— INSTRUCTIONS TO FOLLOW —
All of the records should be given again exactly as they appear.

[Free-text object descriptions]

▶

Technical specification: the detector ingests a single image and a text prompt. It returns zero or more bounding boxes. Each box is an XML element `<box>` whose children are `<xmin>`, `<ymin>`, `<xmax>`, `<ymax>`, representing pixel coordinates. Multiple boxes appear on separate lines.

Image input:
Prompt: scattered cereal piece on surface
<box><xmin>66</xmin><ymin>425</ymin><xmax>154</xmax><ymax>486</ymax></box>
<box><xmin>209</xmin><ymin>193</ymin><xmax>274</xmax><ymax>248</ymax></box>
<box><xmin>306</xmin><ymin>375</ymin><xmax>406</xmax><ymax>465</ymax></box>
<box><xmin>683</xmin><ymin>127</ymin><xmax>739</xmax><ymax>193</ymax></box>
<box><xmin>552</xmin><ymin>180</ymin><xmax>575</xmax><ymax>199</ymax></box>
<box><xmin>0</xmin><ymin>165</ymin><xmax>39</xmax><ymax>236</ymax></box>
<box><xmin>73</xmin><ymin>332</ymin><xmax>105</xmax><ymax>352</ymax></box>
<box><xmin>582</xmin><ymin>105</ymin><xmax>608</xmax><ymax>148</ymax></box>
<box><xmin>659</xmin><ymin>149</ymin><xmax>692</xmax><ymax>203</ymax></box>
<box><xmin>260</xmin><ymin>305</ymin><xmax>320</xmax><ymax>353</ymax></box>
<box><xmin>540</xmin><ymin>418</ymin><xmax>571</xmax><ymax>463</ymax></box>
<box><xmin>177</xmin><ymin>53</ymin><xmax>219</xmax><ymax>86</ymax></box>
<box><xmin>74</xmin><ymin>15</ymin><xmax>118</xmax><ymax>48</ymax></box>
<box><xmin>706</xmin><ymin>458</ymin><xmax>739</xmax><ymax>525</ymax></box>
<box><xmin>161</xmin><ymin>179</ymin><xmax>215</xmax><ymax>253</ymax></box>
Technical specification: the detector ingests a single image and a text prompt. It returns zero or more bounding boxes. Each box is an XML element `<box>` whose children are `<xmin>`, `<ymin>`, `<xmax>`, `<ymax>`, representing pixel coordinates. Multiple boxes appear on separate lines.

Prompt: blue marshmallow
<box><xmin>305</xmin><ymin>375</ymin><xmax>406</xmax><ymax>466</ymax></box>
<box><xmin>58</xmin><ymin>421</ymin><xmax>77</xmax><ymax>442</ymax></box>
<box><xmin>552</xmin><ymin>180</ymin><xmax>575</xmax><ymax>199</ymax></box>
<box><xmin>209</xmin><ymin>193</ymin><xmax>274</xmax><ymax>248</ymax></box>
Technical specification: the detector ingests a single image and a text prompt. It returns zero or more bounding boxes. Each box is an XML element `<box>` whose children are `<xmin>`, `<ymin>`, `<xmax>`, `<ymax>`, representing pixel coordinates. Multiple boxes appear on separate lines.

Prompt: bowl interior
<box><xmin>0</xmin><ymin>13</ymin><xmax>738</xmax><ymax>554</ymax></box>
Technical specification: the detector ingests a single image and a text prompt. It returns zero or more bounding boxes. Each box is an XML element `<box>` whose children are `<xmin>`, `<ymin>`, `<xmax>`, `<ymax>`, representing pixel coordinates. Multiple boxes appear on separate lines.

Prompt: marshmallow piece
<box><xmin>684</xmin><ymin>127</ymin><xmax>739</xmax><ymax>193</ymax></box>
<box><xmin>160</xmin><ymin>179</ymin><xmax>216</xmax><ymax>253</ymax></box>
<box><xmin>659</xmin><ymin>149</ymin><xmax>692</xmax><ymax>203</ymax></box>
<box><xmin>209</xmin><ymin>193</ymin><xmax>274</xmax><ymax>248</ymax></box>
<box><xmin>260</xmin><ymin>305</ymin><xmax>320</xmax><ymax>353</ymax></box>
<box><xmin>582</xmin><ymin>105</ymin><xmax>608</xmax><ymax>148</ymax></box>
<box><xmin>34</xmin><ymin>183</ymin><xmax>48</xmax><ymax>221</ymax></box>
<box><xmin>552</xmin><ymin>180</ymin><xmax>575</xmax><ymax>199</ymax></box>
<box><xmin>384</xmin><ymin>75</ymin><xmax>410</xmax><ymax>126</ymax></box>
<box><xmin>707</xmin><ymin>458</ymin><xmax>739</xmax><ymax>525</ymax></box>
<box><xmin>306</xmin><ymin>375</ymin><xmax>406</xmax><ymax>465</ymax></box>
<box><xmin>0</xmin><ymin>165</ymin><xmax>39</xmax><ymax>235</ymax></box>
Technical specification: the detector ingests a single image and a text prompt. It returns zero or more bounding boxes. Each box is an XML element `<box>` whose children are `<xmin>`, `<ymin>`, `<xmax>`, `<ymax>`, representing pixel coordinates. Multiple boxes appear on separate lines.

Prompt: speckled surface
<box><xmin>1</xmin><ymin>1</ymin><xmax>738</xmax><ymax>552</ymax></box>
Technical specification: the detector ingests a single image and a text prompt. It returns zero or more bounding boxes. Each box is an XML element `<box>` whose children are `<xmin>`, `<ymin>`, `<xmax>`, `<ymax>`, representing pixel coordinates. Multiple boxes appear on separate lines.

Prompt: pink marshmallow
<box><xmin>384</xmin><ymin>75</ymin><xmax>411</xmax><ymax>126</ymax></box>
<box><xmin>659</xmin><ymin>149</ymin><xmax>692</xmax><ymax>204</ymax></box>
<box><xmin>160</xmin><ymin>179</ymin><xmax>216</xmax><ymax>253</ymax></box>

◀

— EXERCISE RESULT —
Technical specification: the detector ingests a single image and a text prompt. It returns zero or more bounding boxes. Each box is an XML element `<box>` whose children are `<xmin>`, `<ymin>`, `<xmax>`, `<ymax>`, representing pixel coordinates. Multiple boxes appear on separate lines.

Image input:
Prompt: scattered cereal piece on surface
<box><xmin>66</xmin><ymin>425</ymin><xmax>154</xmax><ymax>486</ymax></box>
<box><xmin>209</xmin><ymin>193</ymin><xmax>274</xmax><ymax>248</ymax></box>
<box><xmin>306</xmin><ymin>375</ymin><xmax>406</xmax><ymax>465</ymax></box>
<box><xmin>683</xmin><ymin>127</ymin><xmax>739</xmax><ymax>193</ymax></box>
<box><xmin>552</xmin><ymin>180</ymin><xmax>575</xmax><ymax>199</ymax></box>
<box><xmin>0</xmin><ymin>165</ymin><xmax>39</xmax><ymax>236</ymax></box>
<box><xmin>73</xmin><ymin>332</ymin><xmax>105</xmax><ymax>352</ymax></box>
<box><xmin>582</xmin><ymin>105</ymin><xmax>608</xmax><ymax>148</ymax></box>
<box><xmin>659</xmin><ymin>149</ymin><xmax>692</xmax><ymax>203</ymax></box>
<box><xmin>260</xmin><ymin>305</ymin><xmax>320</xmax><ymax>353</ymax></box>
<box><xmin>540</xmin><ymin>418</ymin><xmax>571</xmax><ymax>463</ymax></box>
<box><xmin>177</xmin><ymin>53</ymin><xmax>219</xmax><ymax>86</ymax></box>
<box><xmin>74</xmin><ymin>15</ymin><xmax>118</xmax><ymax>48</ymax></box>
<box><xmin>706</xmin><ymin>458</ymin><xmax>739</xmax><ymax>525</ymax></box>
<box><xmin>161</xmin><ymin>179</ymin><xmax>215</xmax><ymax>253</ymax></box>
Technical specification: the detector ingests a single image and a text prompt. It returns zero or more bounding boxes. Each box is an XML element `<box>` whose children are `<xmin>`, `<ymin>`, `<xmax>`, `<ymax>`, representing pixel coordinates. Multiple boxes appear on separate lines.

Prompt: blue marshmallow
<box><xmin>305</xmin><ymin>375</ymin><xmax>406</xmax><ymax>466</ymax></box>
<box><xmin>58</xmin><ymin>421</ymin><xmax>77</xmax><ymax>442</ymax></box>
<box><xmin>552</xmin><ymin>180</ymin><xmax>575</xmax><ymax>199</ymax></box>
<box><xmin>209</xmin><ymin>193</ymin><xmax>274</xmax><ymax>248</ymax></box>
Technical specification: the detector ingests a single image and a text prompt. It returns zero or more bounding boxes. Each box is an XML element `<box>` whose children are `<xmin>`, `<ymin>`, `<xmax>`, `<ymax>`, representing pixel coordinates. Multiple boxes appear on separate lines.

Prompt: bowl interior
<box><xmin>0</xmin><ymin>13</ymin><xmax>738</xmax><ymax>554</ymax></box>
Technical specification: the detector ingests a single image and a text prompt. It returns zero or more bounding boxes. Each box is an XML element `<box>` whose children are `<xmin>`, `<ymin>`, `<xmax>`, `<ymax>`, representing pixel coordinates. Multiple boxes appear on separate lines.

Prompt: marshmallow piece
<box><xmin>684</xmin><ymin>127</ymin><xmax>739</xmax><ymax>193</ymax></box>
<box><xmin>160</xmin><ymin>179</ymin><xmax>216</xmax><ymax>253</ymax></box>
<box><xmin>659</xmin><ymin>149</ymin><xmax>692</xmax><ymax>203</ymax></box>
<box><xmin>209</xmin><ymin>193</ymin><xmax>274</xmax><ymax>248</ymax></box>
<box><xmin>260</xmin><ymin>305</ymin><xmax>320</xmax><ymax>353</ymax></box>
<box><xmin>582</xmin><ymin>105</ymin><xmax>608</xmax><ymax>148</ymax></box>
<box><xmin>34</xmin><ymin>183</ymin><xmax>48</xmax><ymax>221</ymax></box>
<box><xmin>552</xmin><ymin>180</ymin><xmax>575</xmax><ymax>199</ymax></box>
<box><xmin>384</xmin><ymin>75</ymin><xmax>410</xmax><ymax>126</ymax></box>
<box><xmin>707</xmin><ymin>458</ymin><xmax>739</xmax><ymax>525</ymax></box>
<box><xmin>306</xmin><ymin>375</ymin><xmax>406</xmax><ymax>465</ymax></box>
<box><xmin>0</xmin><ymin>165</ymin><xmax>39</xmax><ymax>235</ymax></box>
Technical specification: the detector ingests a single image and a text prompt. It returns zero or more bounding boxes. Each box is an XML element `<box>` whose children are `<xmin>`, `<ymin>`, `<xmax>`, `<ymax>`, representing pixel coordinates. Multiple boxes appear on separate lines.

Prompt: speckled surface
<box><xmin>1</xmin><ymin>1</ymin><xmax>738</xmax><ymax>552</ymax></box>
Technical specification: the detector ingests a single image and a text prompt. It returns zero or more bounding boxes. Each box is an XML element `<box>` whose children are `<xmin>`, `<ymin>`, `<xmax>`, `<ymax>`, representing pixel coordinates. Multiple boxes appear on separate lines.

Prompt: pink marshmallow
<box><xmin>384</xmin><ymin>75</ymin><xmax>411</xmax><ymax>126</ymax></box>
<box><xmin>659</xmin><ymin>149</ymin><xmax>692</xmax><ymax>204</ymax></box>
<box><xmin>160</xmin><ymin>179</ymin><xmax>216</xmax><ymax>253</ymax></box>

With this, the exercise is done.